§ **Dataset**:
START

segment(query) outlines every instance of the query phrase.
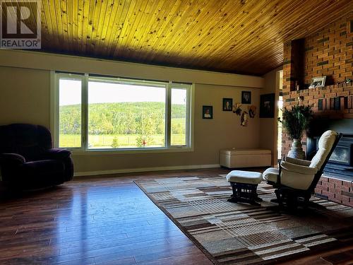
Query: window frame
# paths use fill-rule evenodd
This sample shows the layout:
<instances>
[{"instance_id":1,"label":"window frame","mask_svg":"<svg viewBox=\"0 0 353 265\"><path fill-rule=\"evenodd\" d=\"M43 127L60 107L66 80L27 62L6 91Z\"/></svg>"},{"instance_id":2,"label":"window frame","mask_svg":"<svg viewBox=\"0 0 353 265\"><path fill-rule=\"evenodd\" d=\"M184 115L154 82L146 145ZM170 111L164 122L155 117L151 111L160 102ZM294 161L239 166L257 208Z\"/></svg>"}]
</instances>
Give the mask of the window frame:
<instances>
[{"instance_id":1,"label":"window frame","mask_svg":"<svg viewBox=\"0 0 353 265\"><path fill-rule=\"evenodd\" d=\"M53 145L59 147L59 81L60 79L75 79L81 81L81 146L75 148L62 148L69 149L74 153L102 154L114 153L160 153L160 152L186 152L193 151L193 101L194 84L173 83L172 81L152 81L134 78L118 77L107 77L104 76L88 73L74 73L56 72L51 71L51 131L52 132ZM90 148L88 147L88 82L102 81L114 83L124 83L134 86L150 85L155 87L165 88L165 130L164 146L162 147L135 147L121 148ZM171 110L172 110L172 89L186 90L186 145L171 145Z\"/></svg>"}]
</instances>

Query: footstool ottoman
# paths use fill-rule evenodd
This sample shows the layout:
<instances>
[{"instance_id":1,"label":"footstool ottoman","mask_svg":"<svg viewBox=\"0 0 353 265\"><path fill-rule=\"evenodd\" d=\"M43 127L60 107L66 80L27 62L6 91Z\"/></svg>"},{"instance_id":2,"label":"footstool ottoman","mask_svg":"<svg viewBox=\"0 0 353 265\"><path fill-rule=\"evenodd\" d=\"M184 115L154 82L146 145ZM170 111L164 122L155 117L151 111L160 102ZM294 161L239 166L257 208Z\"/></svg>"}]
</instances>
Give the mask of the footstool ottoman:
<instances>
[{"instance_id":1,"label":"footstool ottoman","mask_svg":"<svg viewBox=\"0 0 353 265\"><path fill-rule=\"evenodd\" d=\"M262 181L261 173L233 170L228 173L226 177L233 189L233 194L228 201L260 205L256 201L261 201L262 199L258 198L256 189L258 184Z\"/></svg>"}]
</instances>

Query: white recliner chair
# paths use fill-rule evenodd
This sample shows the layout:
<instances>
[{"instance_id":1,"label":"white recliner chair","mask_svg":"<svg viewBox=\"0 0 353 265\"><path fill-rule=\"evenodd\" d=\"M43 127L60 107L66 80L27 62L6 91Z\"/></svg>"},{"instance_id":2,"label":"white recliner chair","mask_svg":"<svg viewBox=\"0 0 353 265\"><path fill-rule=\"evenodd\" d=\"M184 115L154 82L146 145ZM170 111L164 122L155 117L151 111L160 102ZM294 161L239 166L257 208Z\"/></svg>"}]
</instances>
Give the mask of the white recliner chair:
<instances>
[{"instance_id":1,"label":"white recliner chair","mask_svg":"<svg viewBox=\"0 0 353 265\"><path fill-rule=\"evenodd\" d=\"M299 203L307 206L323 169L342 135L326 131L318 141L318 150L311 161L285 158L279 168L270 167L263 174L264 180L277 189L280 205L297 207Z\"/></svg>"}]
</instances>

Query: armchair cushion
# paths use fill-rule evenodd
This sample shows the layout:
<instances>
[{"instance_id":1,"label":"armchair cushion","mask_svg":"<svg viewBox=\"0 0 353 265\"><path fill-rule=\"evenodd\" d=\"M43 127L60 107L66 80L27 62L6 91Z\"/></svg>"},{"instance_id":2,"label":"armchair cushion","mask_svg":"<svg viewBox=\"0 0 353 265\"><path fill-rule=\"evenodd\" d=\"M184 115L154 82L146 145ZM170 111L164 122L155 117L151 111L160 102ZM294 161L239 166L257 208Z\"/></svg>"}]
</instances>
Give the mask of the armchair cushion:
<instances>
[{"instance_id":1,"label":"armchair cushion","mask_svg":"<svg viewBox=\"0 0 353 265\"><path fill-rule=\"evenodd\" d=\"M292 158L289 157L286 157L285 161L290 163L292 164L304 165L305 167L309 167L311 163L311 161L304 160L302 159L298 159L298 158Z\"/></svg>"},{"instance_id":2,"label":"armchair cushion","mask_svg":"<svg viewBox=\"0 0 353 265\"><path fill-rule=\"evenodd\" d=\"M270 181L271 182L277 182L277 178L280 174L278 168L270 167L265 170L263 173L263 179L265 181Z\"/></svg>"},{"instance_id":3,"label":"armchair cushion","mask_svg":"<svg viewBox=\"0 0 353 265\"><path fill-rule=\"evenodd\" d=\"M22 165L25 163L25 159L17 153L1 153L0 154L0 164L3 165Z\"/></svg>"},{"instance_id":4,"label":"armchair cushion","mask_svg":"<svg viewBox=\"0 0 353 265\"><path fill-rule=\"evenodd\" d=\"M318 140L318 150L310 163L311 167L320 170L325 163L326 158L331 151L332 147L337 139L337 134L335 131L325 131Z\"/></svg>"},{"instance_id":5,"label":"armchair cushion","mask_svg":"<svg viewBox=\"0 0 353 265\"><path fill-rule=\"evenodd\" d=\"M299 174L315 175L318 172L316 167L305 167L304 165L292 164L286 161L281 162L281 167L288 171L292 171Z\"/></svg>"}]
</instances>

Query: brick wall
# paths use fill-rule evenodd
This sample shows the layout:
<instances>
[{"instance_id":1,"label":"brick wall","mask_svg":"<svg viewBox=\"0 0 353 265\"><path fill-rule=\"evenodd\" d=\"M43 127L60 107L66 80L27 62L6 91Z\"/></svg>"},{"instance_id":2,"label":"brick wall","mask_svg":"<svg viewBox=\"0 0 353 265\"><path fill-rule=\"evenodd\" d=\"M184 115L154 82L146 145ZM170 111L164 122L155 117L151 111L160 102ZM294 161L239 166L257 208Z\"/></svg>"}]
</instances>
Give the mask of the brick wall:
<instances>
[{"instance_id":1,"label":"brick wall","mask_svg":"<svg viewBox=\"0 0 353 265\"><path fill-rule=\"evenodd\" d=\"M353 79L351 20L353 20L352 13L304 40L285 44L284 107L298 104L299 97L303 96L301 104L312 105L316 118L353 119L353 83L344 83L348 78ZM327 76L325 87L305 89L313 77L323 76ZM300 90L297 91L296 86L298 85ZM302 143L305 150L305 136ZM292 141L283 133L282 156L288 153ZM315 192L322 197L353 206L352 182L323 176Z\"/></svg>"}]
</instances>

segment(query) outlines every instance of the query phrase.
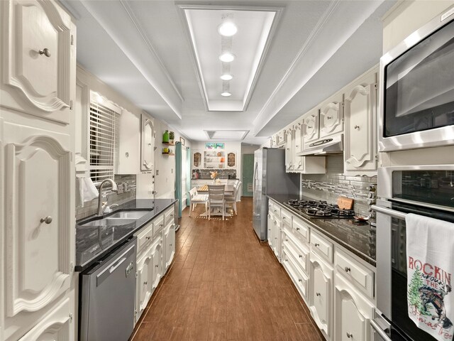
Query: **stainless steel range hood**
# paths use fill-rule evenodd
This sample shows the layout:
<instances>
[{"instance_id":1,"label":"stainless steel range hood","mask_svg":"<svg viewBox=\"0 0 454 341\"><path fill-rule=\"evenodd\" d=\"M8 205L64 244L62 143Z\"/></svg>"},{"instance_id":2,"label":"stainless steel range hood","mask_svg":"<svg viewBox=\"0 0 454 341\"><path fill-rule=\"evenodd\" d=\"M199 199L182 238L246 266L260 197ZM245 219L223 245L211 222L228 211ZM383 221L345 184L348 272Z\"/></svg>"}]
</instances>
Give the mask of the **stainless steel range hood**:
<instances>
[{"instance_id":1,"label":"stainless steel range hood","mask_svg":"<svg viewBox=\"0 0 454 341\"><path fill-rule=\"evenodd\" d=\"M304 150L298 153L298 156L323 156L328 154L341 154L343 153L343 134L339 134L305 145Z\"/></svg>"}]
</instances>

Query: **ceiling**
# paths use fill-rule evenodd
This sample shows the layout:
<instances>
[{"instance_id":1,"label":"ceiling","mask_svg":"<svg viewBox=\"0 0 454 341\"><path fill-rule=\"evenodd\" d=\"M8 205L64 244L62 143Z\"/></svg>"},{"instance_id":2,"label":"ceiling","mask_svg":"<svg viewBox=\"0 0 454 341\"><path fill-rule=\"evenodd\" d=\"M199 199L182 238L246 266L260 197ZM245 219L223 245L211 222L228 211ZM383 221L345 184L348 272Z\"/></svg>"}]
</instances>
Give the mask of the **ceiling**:
<instances>
[{"instance_id":1,"label":"ceiling","mask_svg":"<svg viewBox=\"0 0 454 341\"><path fill-rule=\"evenodd\" d=\"M191 140L255 144L378 63L381 18L396 3L61 2L76 18L77 62L86 70ZM219 97L223 13L238 20L233 53L248 60L231 64L228 99Z\"/></svg>"}]
</instances>

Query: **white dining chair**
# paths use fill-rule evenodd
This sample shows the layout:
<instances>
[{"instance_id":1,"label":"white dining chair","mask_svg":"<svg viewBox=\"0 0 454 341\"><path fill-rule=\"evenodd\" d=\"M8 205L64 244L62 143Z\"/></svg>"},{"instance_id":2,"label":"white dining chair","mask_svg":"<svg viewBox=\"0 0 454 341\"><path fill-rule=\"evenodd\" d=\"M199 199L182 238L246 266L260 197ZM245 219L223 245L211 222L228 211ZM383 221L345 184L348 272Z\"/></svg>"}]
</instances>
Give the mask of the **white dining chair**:
<instances>
[{"instance_id":1,"label":"white dining chair","mask_svg":"<svg viewBox=\"0 0 454 341\"><path fill-rule=\"evenodd\" d=\"M197 204L204 204L205 205L205 212L206 212L206 203L208 201L208 195L206 194L199 194L197 188L194 187L189 192L189 217L191 217L191 211L194 211Z\"/></svg>"},{"instance_id":2,"label":"white dining chair","mask_svg":"<svg viewBox=\"0 0 454 341\"><path fill-rule=\"evenodd\" d=\"M221 207L222 210L222 220L224 220L226 212L226 200L224 198L225 185L208 185L208 220L211 220L211 210L214 207Z\"/></svg>"}]
</instances>

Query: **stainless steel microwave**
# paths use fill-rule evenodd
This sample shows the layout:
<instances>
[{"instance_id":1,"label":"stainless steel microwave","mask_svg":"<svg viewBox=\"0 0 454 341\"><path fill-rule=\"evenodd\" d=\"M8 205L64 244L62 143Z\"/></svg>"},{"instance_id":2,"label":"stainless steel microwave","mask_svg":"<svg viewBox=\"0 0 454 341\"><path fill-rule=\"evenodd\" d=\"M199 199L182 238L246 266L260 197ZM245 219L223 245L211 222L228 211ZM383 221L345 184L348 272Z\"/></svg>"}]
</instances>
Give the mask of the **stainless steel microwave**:
<instances>
[{"instance_id":1,"label":"stainless steel microwave","mask_svg":"<svg viewBox=\"0 0 454 341\"><path fill-rule=\"evenodd\" d=\"M379 151L454 144L454 6L380 59Z\"/></svg>"}]
</instances>

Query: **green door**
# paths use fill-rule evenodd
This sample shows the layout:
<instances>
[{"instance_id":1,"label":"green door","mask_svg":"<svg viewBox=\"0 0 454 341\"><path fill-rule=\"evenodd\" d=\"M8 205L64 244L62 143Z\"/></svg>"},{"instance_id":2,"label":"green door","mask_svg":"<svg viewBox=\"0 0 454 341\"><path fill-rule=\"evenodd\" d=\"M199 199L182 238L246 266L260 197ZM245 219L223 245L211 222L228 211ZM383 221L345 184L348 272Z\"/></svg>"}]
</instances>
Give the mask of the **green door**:
<instances>
[{"instance_id":1,"label":"green door","mask_svg":"<svg viewBox=\"0 0 454 341\"><path fill-rule=\"evenodd\" d=\"M243 196L253 196L254 178L254 154L243 154Z\"/></svg>"}]
</instances>

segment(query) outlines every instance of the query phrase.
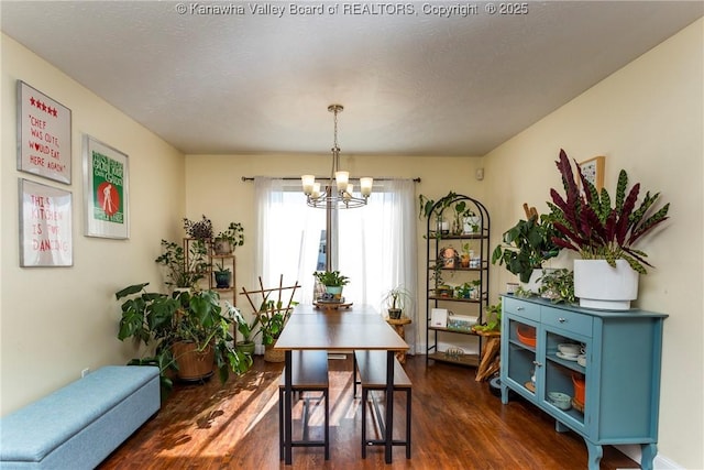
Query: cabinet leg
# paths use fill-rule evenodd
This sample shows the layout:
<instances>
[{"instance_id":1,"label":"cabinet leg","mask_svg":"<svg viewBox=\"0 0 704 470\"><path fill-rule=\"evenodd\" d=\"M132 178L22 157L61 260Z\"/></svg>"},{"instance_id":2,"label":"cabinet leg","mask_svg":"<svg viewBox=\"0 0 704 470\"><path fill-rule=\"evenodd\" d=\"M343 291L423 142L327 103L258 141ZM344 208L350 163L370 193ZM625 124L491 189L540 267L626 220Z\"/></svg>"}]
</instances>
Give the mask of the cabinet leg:
<instances>
[{"instance_id":1,"label":"cabinet leg","mask_svg":"<svg viewBox=\"0 0 704 470\"><path fill-rule=\"evenodd\" d=\"M563 425L562 423L560 423L559 420L556 420L554 430L557 430L558 433L566 433L570 430L570 428Z\"/></svg>"},{"instance_id":2,"label":"cabinet leg","mask_svg":"<svg viewBox=\"0 0 704 470\"><path fill-rule=\"evenodd\" d=\"M596 444L592 444L588 440L584 439L586 444L587 451L587 469L588 470L598 470L598 462L602 460L604 456L604 449L602 446L597 446Z\"/></svg>"},{"instance_id":3,"label":"cabinet leg","mask_svg":"<svg viewBox=\"0 0 704 470\"><path fill-rule=\"evenodd\" d=\"M640 445L640 468L642 470L652 470L652 461L658 455L658 446L656 444Z\"/></svg>"}]
</instances>

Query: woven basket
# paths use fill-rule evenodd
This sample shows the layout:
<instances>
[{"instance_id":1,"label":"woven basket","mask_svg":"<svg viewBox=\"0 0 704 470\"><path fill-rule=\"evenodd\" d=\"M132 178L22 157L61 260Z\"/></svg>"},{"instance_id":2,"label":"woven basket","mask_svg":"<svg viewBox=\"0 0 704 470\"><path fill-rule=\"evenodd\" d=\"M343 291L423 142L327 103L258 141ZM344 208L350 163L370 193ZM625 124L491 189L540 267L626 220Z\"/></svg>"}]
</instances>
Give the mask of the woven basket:
<instances>
[{"instance_id":1,"label":"woven basket","mask_svg":"<svg viewBox=\"0 0 704 470\"><path fill-rule=\"evenodd\" d=\"M274 349L274 345L266 345L264 347L264 360L266 362L284 362L286 360L284 351L282 349Z\"/></svg>"}]
</instances>

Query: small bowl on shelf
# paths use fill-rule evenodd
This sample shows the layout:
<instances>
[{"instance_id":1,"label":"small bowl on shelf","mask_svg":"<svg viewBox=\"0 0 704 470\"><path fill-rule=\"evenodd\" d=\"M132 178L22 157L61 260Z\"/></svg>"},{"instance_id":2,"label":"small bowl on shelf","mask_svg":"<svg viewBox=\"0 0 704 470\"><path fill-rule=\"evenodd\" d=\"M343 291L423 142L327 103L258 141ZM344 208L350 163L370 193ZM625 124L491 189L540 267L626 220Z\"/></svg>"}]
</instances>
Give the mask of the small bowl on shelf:
<instances>
[{"instance_id":1,"label":"small bowl on shelf","mask_svg":"<svg viewBox=\"0 0 704 470\"><path fill-rule=\"evenodd\" d=\"M562 392L548 392L548 401L562 411L572 407L572 397Z\"/></svg>"},{"instance_id":2,"label":"small bowl on shelf","mask_svg":"<svg viewBox=\"0 0 704 470\"><path fill-rule=\"evenodd\" d=\"M564 356L576 358L580 354L580 345L573 345L571 342L562 342L558 345L558 351Z\"/></svg>"},{"instance_id":3,"label":"small bowl on shelf","mask_svg":"<svg viewBox=\"0 0 704 470\"><path fill-rule=\"evenodd\" d=\"M516 327L516 335L518 340L526 346L536 347L536 329L526 325L519 325Z\"/></svg>"}]
</instances>

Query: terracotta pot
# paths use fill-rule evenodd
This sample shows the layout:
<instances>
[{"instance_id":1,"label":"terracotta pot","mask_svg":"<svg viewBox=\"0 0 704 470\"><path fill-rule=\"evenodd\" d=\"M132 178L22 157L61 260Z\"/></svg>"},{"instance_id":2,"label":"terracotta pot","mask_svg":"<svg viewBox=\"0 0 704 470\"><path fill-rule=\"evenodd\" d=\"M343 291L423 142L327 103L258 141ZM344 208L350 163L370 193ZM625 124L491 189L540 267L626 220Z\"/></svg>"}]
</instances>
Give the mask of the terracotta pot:
<instances>
[{"instance_id":1,"label":"terracotta pot","mask_svg":"<svg viewBox=\"0 0 704 470\"><path fill-rule=\"evenodd\" d=\"M178 365L178 378L182 380L202 380L212 375L215 364L215 349L208 346L198 351L194 342L176 342L172 347L174 359Z\"/></svg>"}]
</instances>

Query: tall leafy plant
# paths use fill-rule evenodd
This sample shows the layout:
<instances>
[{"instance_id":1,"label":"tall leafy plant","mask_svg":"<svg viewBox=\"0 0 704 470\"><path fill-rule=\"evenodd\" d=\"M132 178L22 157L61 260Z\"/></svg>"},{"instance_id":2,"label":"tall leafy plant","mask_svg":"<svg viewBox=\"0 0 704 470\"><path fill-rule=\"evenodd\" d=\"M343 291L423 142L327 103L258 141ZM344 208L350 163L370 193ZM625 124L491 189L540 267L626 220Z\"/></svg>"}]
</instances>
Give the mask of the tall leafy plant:
<instances>
[{"instance_id":1,"label":"tall leafy plant","mask_svg":"<svg viewBox=\"0 0 704 470\"><path fill-rule=\"evenodd\" d=\"M584 260L603 259L612 266L616 265L616 260L626 260L636 272L647 274L644 264L652 265L646 261L648 255L635 249L634 244L669 218L670 204L657 209L660 193L651 195L647 192L638 205L640 183L628 188L625 170L618 174L612 203L608 192L602 188L600 193L574 163L576 177L566 153L560 150L560 160L556 165L562 176L564 195L550 189L552 203L548 203L548 206L552 211L554 228L563 239L554 237L553 241L579 252ZM584 192L580 192L578 181L585 188Z\"/></svg>"},{"instance_id":2,"label":"tall leafy plant","mask_svg":"<svg viewBox=\"0 0 704 470\"><path fill-rule=\"evenodd\" d=\"M550 217L537 212L528 220L519 220L504 233L504 243L494 249L492 263L505 264L506 269L520 277L520 282L530 281L536 269L542 267L546 260L557 256L561 245L553 239L559 236Z\"/></svg>"}]
</instances>

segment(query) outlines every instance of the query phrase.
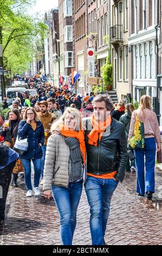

END

§ **Exercise objective**:
Report each line of the records above that contains the string "green", treating uppercase and lowercase letters as different.

§ **Answer to the exercise**:
Query: **green door**
[{"instance_id":1,"label":"green door","mask_svg":"<svg viewBox=\"0 0 454 341\"><path fill-rule=\"evenodd\" d=\"M8 205L64 244L62 143Z\"/></svg>"},{"instance_id":2,"label":"green door","mask_svg":"<svg viewBox=\"0 0 454 341\"><path fill-rule=\"evenodd\" d=\"M199 199L182 238L246 266L260 197ZM245 219L223 245L211 222L228 211ZM383 221L345 184L348 272Z\"/></svg>"}]
Give the mask of the **green door**:
[{"instance_id":1,"label":"green door","mask_svg":"<svg viewBox=\"0 0 454 341\"><path fill-rule=\"evenodd\" d=\"M243 196L253 196L254 178L254 154L243 154Z\"/></svg>"}]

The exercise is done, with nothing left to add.